§ Job: Pick out every line in the material below that contains the word "Phrase", and copy each of those lines in full.

(Collected data)
========

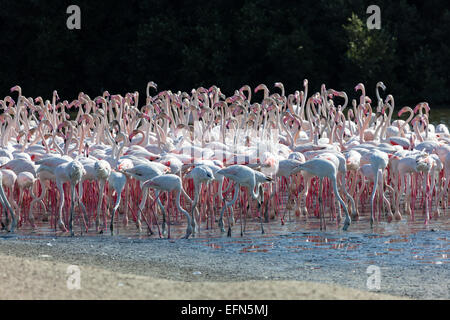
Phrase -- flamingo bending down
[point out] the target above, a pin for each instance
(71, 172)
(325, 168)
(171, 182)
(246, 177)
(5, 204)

========

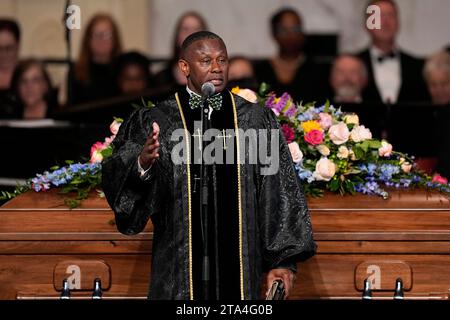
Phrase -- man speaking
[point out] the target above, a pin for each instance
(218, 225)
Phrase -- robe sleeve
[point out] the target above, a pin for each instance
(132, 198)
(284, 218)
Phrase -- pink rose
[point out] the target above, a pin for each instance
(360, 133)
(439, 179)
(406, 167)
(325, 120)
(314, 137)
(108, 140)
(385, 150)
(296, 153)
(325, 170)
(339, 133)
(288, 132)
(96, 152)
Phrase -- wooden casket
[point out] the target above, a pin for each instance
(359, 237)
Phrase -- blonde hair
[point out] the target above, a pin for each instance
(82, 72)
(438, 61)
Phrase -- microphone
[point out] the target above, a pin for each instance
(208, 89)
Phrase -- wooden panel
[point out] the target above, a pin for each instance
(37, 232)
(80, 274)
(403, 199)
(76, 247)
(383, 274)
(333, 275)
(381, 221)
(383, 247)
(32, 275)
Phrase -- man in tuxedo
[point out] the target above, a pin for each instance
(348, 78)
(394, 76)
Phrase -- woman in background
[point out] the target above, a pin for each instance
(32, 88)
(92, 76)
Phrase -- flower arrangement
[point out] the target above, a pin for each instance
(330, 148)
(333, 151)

========

§ Answer to this exercise:
Phrase -- flamingo bending down
Phrase -- man speaking
Phrase -- robe sleeve
Phrase -- pink rose
Phrase -- wooden casket
Phrase -- blonde hair
Phrase -- microphone
Phrase -- wooden panel
Phrase -- man in tuxedo
Phrase -- woman in background
Phrase -- flower arrangement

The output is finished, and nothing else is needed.